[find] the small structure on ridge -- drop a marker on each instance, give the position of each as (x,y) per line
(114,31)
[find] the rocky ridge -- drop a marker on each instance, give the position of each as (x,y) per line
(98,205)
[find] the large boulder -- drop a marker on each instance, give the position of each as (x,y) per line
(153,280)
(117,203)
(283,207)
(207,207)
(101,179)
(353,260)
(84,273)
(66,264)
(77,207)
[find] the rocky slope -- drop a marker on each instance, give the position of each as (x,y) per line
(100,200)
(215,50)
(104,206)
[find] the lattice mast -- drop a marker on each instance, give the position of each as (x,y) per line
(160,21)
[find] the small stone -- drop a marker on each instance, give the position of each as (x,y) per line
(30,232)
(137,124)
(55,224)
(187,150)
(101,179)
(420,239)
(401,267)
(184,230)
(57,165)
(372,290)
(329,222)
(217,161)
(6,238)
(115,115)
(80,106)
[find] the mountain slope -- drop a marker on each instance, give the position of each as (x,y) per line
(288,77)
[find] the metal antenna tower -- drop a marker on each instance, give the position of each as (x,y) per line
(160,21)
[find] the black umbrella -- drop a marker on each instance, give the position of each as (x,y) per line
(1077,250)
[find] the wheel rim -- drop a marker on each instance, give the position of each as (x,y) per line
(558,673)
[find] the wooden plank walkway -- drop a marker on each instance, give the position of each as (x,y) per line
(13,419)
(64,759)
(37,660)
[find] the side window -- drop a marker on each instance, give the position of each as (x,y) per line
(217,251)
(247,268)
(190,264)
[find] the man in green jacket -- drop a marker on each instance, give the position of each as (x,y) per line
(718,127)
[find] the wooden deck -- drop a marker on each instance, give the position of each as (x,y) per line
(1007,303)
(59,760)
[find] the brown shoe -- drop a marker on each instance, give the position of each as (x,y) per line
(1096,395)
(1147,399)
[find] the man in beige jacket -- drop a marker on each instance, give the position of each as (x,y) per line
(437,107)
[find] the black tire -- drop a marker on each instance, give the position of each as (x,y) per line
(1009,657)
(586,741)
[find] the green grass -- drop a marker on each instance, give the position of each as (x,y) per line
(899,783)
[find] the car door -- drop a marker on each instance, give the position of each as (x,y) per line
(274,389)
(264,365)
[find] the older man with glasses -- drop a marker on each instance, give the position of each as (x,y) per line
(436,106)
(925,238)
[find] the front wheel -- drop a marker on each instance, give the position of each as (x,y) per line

__Task description__.
Retype the material above in full, keeping every word as it stands.

__Output__.
[find] the small structure on ridge -- drop a marker on each instance, give the position of each as (x,y) per line
(114,31)
[find] the rocky ridge -- drop a marker on each instance, give the position of each as (x,y) per line
(98,205)
[find] the large boulder -- drop a marker on each instance, give the position of each as (x,y) per line
(153,280)
(117,203)
(283,207)
(207,207)
(101,179)
(353,260)
(84,273)
(66,264)
(77,207)
[find] the rocky slope -- drop a marker on each instance, give the position of each as (x,y) per line
(100,200)
(215,50)
(104,206)
[find] the lattice mast -- drop a marker on each instance, give the position of each as (x,y) per line
(160,21)
[find] the small stone -- drop a marker on each instance, give the position of each as (x,y) per line
(30,232)
(137,124)
(55,224)
(187,150)
(101,179)
(420,239)
(401,267)
(184,230)
(57,165)
(372,290)
(329,222)
(217,161)
(6,238)
(115,115)
(80,106)
[find] the mountain slope -- drop a marker on each instance, give the position of each as (x,y) per line
(288,77)
[find] the metal antenna tower -- drop a marker on each instance, give the position of each as (x,y) per line
(160,21)
[find] the black umbrella -- drop a marker on each instance, give the position of each as (x,y) per line
(1077,250)
[find] the wheel rim -- drop a marker on each instance, give the position of each as (x,y) per line
(558,673)
[find] the wooden plank walkway -- drop a marker on each instance, give the position of each as (x,y) per line
(13,419)
(64,759)
(37,660)
[find] the side window -- drop a marker on each instance, give the position of each as (x,y) per line
(217,251)
(247,268)
(190,264)
[find] the man in green jacket -- drop a marker on each instance, give the position of each as (x,y) per line
(718,127)
[find] the wooden deck -- drop a marker on each instance, give the position of each as (x,y) per line
(1007,303)
(59,760)
[find] the brown shoe -- drop a marker on each instance, give the position of each as (x,y) per line
(1096,395)
(1147,399)
[find] the man in beige jacket -- drop a marker on each instance, give the position of each as (x,y) per line
(437,107)
[find] the black tire -- drop a marker on each instance, give the position of each as (x,y) per line
(1009,657)
(586,741)
[find] the green grass -- drop a marker on each instance, give the position of each as (x,y) per line
(899,783)
[find] the car door -- drop a marker on each instance, give the position of each as (x,y) per line
(274,389)
(264,365)
[find] the older man with glasses -- drop a marker on each instance, give the position of each as (x,y) per line
(436,106)
(925,238)
[find] the front wheel -- drop a marker on each instance, give the position of each as (x,y) per line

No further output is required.